(COMPLETE THE FOLLOWING)
1. Reproduce word for word the part of the essay about trusting crazy ideas, starting at "But don’t confuse" and ending at "everything I have.".
2. Write what comes next in the essay about trusting crazy ideas, picking up after its last sentence.

(GIVEN PASSAGE)
## start
This morning, I was sitting in my car, parked between two storefronts, talking to her on the phone. She shared her worries, and for twenty minutes, I didn’t interrupt. I just listened. Not because I agreed with everything she said, not because it was easy to hear, but because I wanted her to feel heard.
And here’s where I need to pause and acknowledge something: I’ve grown enough to see that my parents’ concerns, my mom’s this morning, and my dad’s in the past, are understandable. I mean, to my mom’s point, I was crying in a parking lot at 10 a.m. on a Saturday. From her perspective, that looks like her daughter unraveling. From a parent’s heart, of course it sets off alarms. That’s what love does, it worries.
But here’s the awareness I’ve come to: their concern comes from love, and my tears come from growth. For years, I felt nothing. I numbed everything. To cry in the car on a Saturday morning isn’t proof that I’m breaking down; it’s proof that I’m awake. That I’m feeling it all, even the hard parts, and choosing to keep going.
And when I finally did speak, I reminded my mom of that sign in her house. Because you can’t hang words like Trust your crazy ideas on your wall and then expect the path that follows to look neat, safe, or conventional. Crazy paths look crazy. They feel crazy. And yet, they are the only ones that ever lead to something truly new.
I know I use the word crazy a lot. Some people have told me I shouldn’t, that it carries too much negativity. But I challenge that. Like all things in life, words can be made good or bad depending on how we use them. The word has the power we give it. And for me, crazy isn’t an insult, it’s a mirror of my courage, my creativity, my edge. Crazy is my superpower.
And it’s worth saying this, too: the only difference between what the world calls insanity and what it calls visionary or genius is time. From the outside, they can look almost identical. Think of the artists we revere today, Picasso, Monet, Da Vinci. In their own lifetimes, many of them were doubted, dismissed, even ridiculed. Only later, sometimes long after they were gone, did the world recognize their brilliance. What once looked “crazy” became untouchable genius.
I want to normalize that. If you’re a disruptive entrepreneur, an artist, a visionary, a healer, or simply someone daring to live outside the box, you will feel “crazy” sometimes. You will seem “crazy” to others. And that’s okay. Because crazy is often what vision looks like before it becomes real.
I also want to be clear about something I don’t think I’ve said enough: yes, the path keeps opening in ways that feel miraculous. Synchronicities, unlocked doors, even now a second storefront becoming available right as the dream expands, that kind of alignment is real, and I’m grateful for it every day.
But don’t confuse the path opening with the work being easy. Because the work is anything but. The grind, the risk, the emotional toll, the weight of carrying a vision no one else can fully see yet, that part is steep, messy, exhausting. The paradox is this: the path itself unfolds with grace, but the walk requires everything I have.
## end
(RAW DATA)
## start
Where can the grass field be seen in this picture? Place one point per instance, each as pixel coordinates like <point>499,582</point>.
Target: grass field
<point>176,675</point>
## end
(RESPONSES)
1.
But don’t confuse the path opening with the work being easy. Because the work is anything but. The grind, the risk, the emotional toll, the weight of carrying a vision no one else can fully see yet, that part is steep, messy, exhausting. The paradox is this: the path itself unfolds with grace, but the walk requires everything I have.

2.
And maybe that’s why my mom worries. She sees me stretched thin, carrying so much, facing what feels impossible. But when I explained what’s really happening, something shifted. I told her: take the whole business plan away, strip the storefronts and the strategy, and what’s left is this, her daughter finally doing shadow work, finally feeling all the emotions she once buried, finally standing in the fire awake.
And most importantly, I told her this: since the moment this vision arrived, I have had zero cravings for alcohol. Not a single one. People outside recovery may not grasp the magnitude of that. Even strong in sobriety, the cravings still came, sharp and sudden, reminders of a life I’d fought to leave behind. But from the moment Thrivewell took root, they disappeared. I’ll never pretend I’m invincible, but to go from battling those urges to feeling none at all? That is nothing short of a miracle.
After our call, I drove off to Worcester State with my boyfriend, where their soccer team was playing a match against his former college. I didn’t realize until I was already on my way that I hadn’t set foot on that campus since my early twenties, since the days I visited a friend who went there, a friendship that has long since unraveled. I hadn’t thought of that part of my past in years, and suddenly, being pulled back into that physical space, I was triggered. Hard.
I turned to him and said the very phrase I wrote into the prologue of Past Life Love: Trigger becomes teacher. I told him to keep driving.
And then came the hardest part. He went the wrong way on the campus, and suddenly I was face-to-face with the very dorms I used to crawl out of, hammered and hollow. The ghosts of my past were right there in front of me. The lost friendship, the mistakes, the years I thought I’d buried. My stomach dropped. I thought: this is too much, I can’t handle this today.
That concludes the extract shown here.